======== Lesetext ========

# Angeln an der Ostsee in DAMP



## celler (19. August 2011)

Wir haben in ein Hotel in Damp umgebucht http://maps.google.de/maps?hl=de&q=damp ... a=N&tab=wl

Und wenn man schonmal an der Ostsee ist, will man auch angeln.
Also,  meine Frage, habt ihr ne Idee wo man sich dort an den Strand setzen  kann und evt mal die Brandungsrute ins Wasser werfen kann?


----------



## thomas koch (19. August 2011)

*AW: Angeln an der Ostsee in DAMP*

Als Ostseespezi sollte es doch möglich sein eine Ecke wo man angel kann zu finden.Gruss einer der ab Samstag auf Fehmarn angeln geht.#h


----------



## celler (19. August 2011)

*AW: Angeln an der Ostsee in DAMP*

Klar ist es kein Problem einen Platz zu finden, nur leider kenn ich die Gegebenheiten der Strände dort nicht.
Ich wollt mich auch eigentlich nur mal informieren, ich kenn mich in der Ecke nicht aus.
Ich bin sonst immer in und um Dahme.

======== Bereitgestellte Daten ========

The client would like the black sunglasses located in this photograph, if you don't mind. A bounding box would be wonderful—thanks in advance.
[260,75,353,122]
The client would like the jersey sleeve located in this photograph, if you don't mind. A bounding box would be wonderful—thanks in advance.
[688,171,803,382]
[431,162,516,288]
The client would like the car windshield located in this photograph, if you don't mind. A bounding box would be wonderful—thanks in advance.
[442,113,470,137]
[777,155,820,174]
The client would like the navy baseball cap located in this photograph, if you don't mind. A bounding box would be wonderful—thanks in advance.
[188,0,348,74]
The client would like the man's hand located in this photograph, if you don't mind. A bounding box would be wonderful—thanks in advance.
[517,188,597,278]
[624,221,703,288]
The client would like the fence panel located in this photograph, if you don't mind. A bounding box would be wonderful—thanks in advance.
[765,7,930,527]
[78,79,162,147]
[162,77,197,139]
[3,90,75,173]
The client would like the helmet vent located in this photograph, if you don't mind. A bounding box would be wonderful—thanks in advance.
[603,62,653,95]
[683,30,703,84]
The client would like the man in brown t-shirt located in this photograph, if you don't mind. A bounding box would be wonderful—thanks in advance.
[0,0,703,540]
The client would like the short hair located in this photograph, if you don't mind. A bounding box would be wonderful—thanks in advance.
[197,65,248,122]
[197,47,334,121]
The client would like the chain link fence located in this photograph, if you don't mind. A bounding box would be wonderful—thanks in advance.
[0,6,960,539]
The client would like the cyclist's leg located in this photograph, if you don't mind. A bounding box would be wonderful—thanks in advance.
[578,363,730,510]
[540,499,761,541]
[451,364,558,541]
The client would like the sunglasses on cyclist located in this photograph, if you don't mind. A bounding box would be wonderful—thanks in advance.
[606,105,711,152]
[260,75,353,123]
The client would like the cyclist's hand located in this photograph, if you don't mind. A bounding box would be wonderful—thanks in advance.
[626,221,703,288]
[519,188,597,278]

========

* _Aufgaben_
1 – Wo ist der Nutzer „celler“ laut dem Forumsverlauf zum Angeln in Damp sonst immer?
2 – Schreiben Sie den Forumsverlauf zum Angeln in Damp im Anschluss an den letzten Beitrag weiter.

* _Antworten_
1 – In und um Dahme.

2 –
Viel Spaß, und, oder  Glück dir auf Fehmarn


----------



## thomas koch (19. August 2011)

*AW: Angeln an der Ostsee in DAMP*

Dir auch schau, doch nach wo der ein oder andere am Abend steht und angelt .Die Jungs haben doch immer mal einen Tip wo was gehen . Petri


----------



## ChrissyI (20. August 2011)

*AW: Angeln an der Ostsee in DAMP*

Fahr nach Schönhagen! Ist Luftlinie nur knapp 5 km weg. Zumindest im Herbst und Winter prima zum Mefospinnen an der Steilküste und zur Dämmerung hin kommt der Dorsch und die Platten. Weiss allerdings nicht wie es jetzt im Sommer so läuft.


----------



## degl (20. August 2011)

*AW: Angeln an der Ostsee in DAMP*

Oder direkt Damp..........Google mal nach Damp-Fischleger...........schöner Strand#h

gruß degl


----------



## celler (21. August 2011)

*AW: Angeln an der Ostsee in DAMP*

Danke euch ...
Direkt in Damp kann man angeln, dass doch cool.
Degl hast du da schon geangelt?

Schönhagen sagt mir was...
Gibts dort paar gute Stellen die du mir verraten kannst?
Vielleicht auch per pn......


Gibts sonst noch Tipps ???


----------



## stiffler72 (22. August 2011)

*AW: Angeln an der Ostsee in DAMP*

Hallo!
Fischleger ist ganz gut.. Würde es direkt unterhalb des dortigen DLRG-Gebäudes versuchen...

Gruß aus Damp


----------



## degl (22. August 2011)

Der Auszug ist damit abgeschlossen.